Supplied records —

__________________________________________________

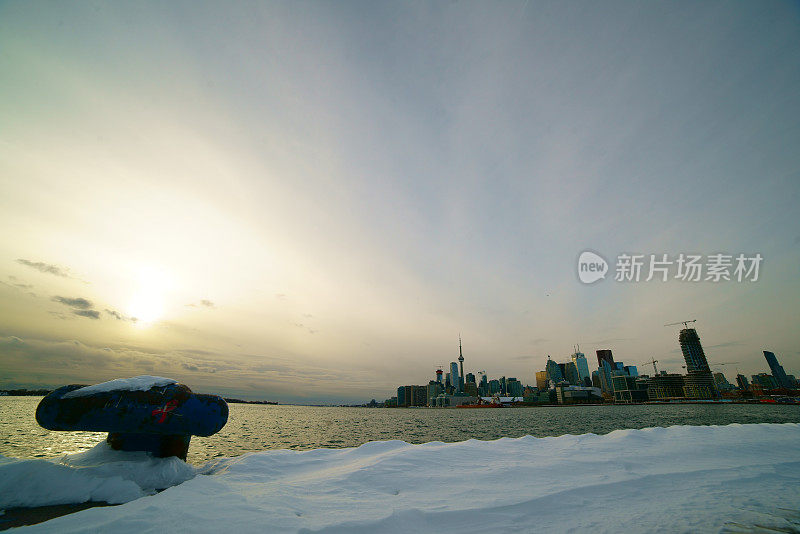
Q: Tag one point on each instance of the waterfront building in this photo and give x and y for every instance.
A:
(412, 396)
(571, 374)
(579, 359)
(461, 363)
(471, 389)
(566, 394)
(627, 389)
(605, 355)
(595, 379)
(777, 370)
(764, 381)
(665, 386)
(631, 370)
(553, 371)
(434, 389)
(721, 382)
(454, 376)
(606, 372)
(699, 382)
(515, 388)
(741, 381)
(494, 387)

__________________________________________________

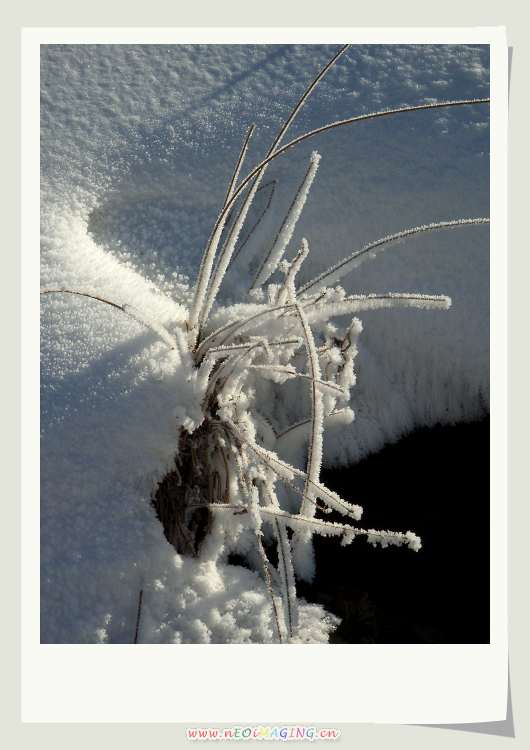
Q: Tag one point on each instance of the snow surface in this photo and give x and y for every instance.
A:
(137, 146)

__________________________________________________

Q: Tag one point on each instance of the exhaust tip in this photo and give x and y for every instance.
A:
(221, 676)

__________________________________________________

Stated task — Gather every line of the material above that contains the word "each". Treat uppercase and lowercase as different.

Complete response —
Q: Tag one point on each instance of the waterfront building in this photo and give x and y for every instance.
Q: Tag one point on each instance of the snow surface in this photo and give x and y for every instance.
Q: Tag one point on each instance of the exhaust tip in this photo and give x and y for every instance.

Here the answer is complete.